> Source extract:
Owners (as disponent owners) let the bulk carrier “Globe Danae” to Charterers on an amended NYPE form for a time charter trip consisting of one laden leg, to carry a cargo of metallurgical coke in bulk via India to Brazil, the duration to be about 40-50 days.

The charter, which was subject to English law and LMAA arbitration in London, provided for the vessel to be on hire from delivery until her redelivery, in good order and condition, fair wear and tear excepted and for the master to prosecute the voyage with utmost despatch and to be under Charterers’ employment orders. It also included the following hull fouling provision (clause 86):

“Owners not to be responsible for any decrease in speed/increase in consumption of the Vessel whether permanent or temporary cause [sic] by Charterers staying in ports exceeding 25 days trading in tropical … waters. In such a case, underwater cleaning of hull including propeller etc. to be done at first workable opportunity and always at Charterers’ time and expense. After hull cleaning vessel’s performance warranties to be reinstated."

The vessel was delivered to Charterers on 10 June 2021. After proceeding to Haldia and loading the cargo, the vessel proceeded to Brazil. The intended receivers rejected the cargo. The vessel remained idle in a laden state in a tropical water port in Brazil for at least 42 days, thereby engaging clause 86.

The vessel was redelivered to Owners following completion of discharge at Acu, Brazil, at 1400 hours on 4 September 2021, without the Charterers undertaking cleaning of the hull, despite Owners' requests. The vessel's subsequent fixture required her to sail to Tubarao, where she arrived on 9 September 2021. Owners therefore undertook underwater cleaning of the vessel’s hull and propeller for a period of about 30 hours, between 9 and 11 September, before the vessel was delivered under her next employment, on 16 September 2021.

Owners claimed the sum of USD74,506.70, mainly comprised of loss of time (2.29 days) spent cleaning at the hire rate (UD55,103.13) and related costs. The arbitral tribunal appointed found in Owners’ favour. Permission to appeal was given to Charterers by the High Court on the following question of law:

“If a clause in a time charterparty provides for underwater cleaning will [sic] be done at the charterers' time, does that provision give rise to a claim in debt (so that if the owners undertake cleaning after redelivery, they can claim for the cleaning time even if they have not suffered a loss of time)?”

> Record list:
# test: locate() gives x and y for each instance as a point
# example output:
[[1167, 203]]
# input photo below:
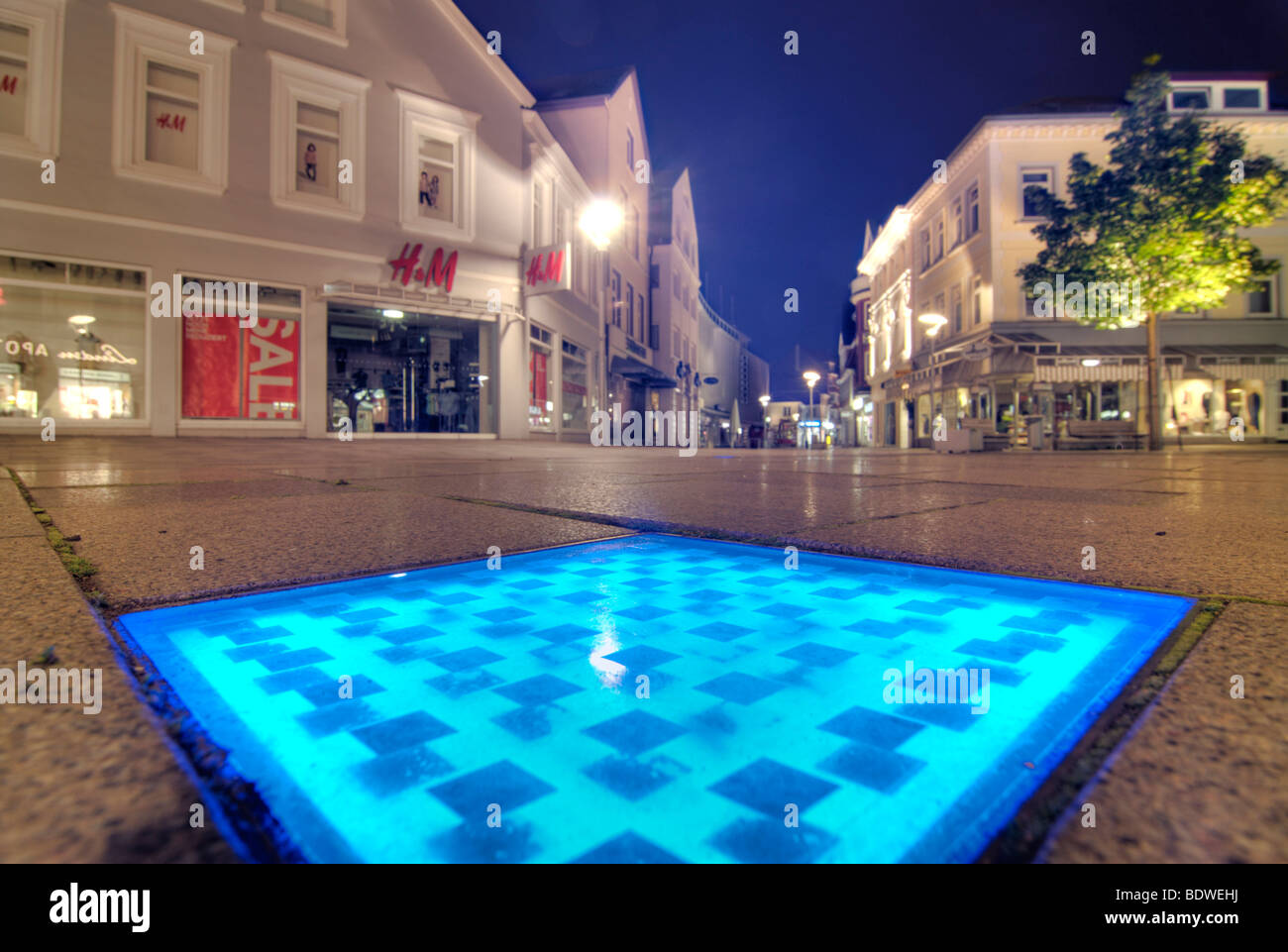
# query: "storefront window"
[[576, 388], [232, 372], [71, 350], [541, 385], [389, 371]]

> Given problem 1:
According to the Globe Danae charter summary, on what date was the vessel delivered to Charterers?
> Given problem 2:
Write the next part of the Globe Danae charter summary, beginning right after the question of law it ends on.
The material can be set aside; nothing here depends on it.

> Final result 1:
10 June 2021

> Final result 2:
Charterers’ case was that clause 86 was intended to operate during the charter, to give Owners a claim for hire in respect of the time taken for any underwater cleaning (if hire was unpaid). However, with hull cleaning after redelivery of the vessel, Owners’ claim was confined to damages for loss of time – for example, by proving that the cleaning prevented the vessel being further chartered – and not the claim in debt which would be the case if the vessel had remained on hire.

Owners’ case was that clause 86 meant what it said: cleaning was to be “always at Charterers’ time”. That must mean that Charterers must always pay for the time associated with the underwater cleaning. The premise of clause 86 was that the fouling of the vessel had been caused by Charterers’ employment orders, to remain idle, and so they were to pay for the time and cost of remedying it.

Judgment

Having introduced and set out the background to the dispute, including the terms of the charter and the material facts of the case, the Judge noted that the crux of the tribunal’s rationale for their decision was that, despite certain aspects of clause 86 being ambiguous, overall it was quite clear from the language of the clause that its intention was to assign the risk of fouling to Charterers and to make them responsible for the time and cost of remedial action whilst suspending the vessel’s performance warranties in the meantime.

On that basis, and in reliance on The “Nicki R” (fn.1), the tribunal held that clause 86 imposed an obligation on Charterers to arrange underwater cleaning at the first workable opportunity at their time and expense at the charter hire rate, regardless of when the vessel was redelivered, and that that obligation gave rise to a claim in debt, such that Owners did not need to prove a loss of time.

Having addressed the award, the Judge reminded himself of the relevant principles of contractual construction, as encapsulated in The “Ocean Neptune” (fn.2), summarised Charterers’ submissions, and then proceeded to discuss the basis on which he concluded that Charterers’ appeal should be dismissed.

The words of the second sentence of clause 86 supported the tribunal’s conclusion and Owners’ construction, thought the Judge, because cleaning was “always at Charterers’ time”. That must have meant that Charterers must always pay for the time associated with underwater cleaning. To the Judge’s mind, the word “always” must be given effect and could not have the limited ambit (applicable only before redelivery) that Charterers suggested.

As to the phrase “at the first workable opportunity”, the Judge considered it covered both during and after the charter. Given that this charter was for a single trip, the first workable opportunity for cleaning following a 25 or 30-day idle period would likely, in the Judge’s view, have been once the charter had concluded and the vessel had been redelivered to Owners.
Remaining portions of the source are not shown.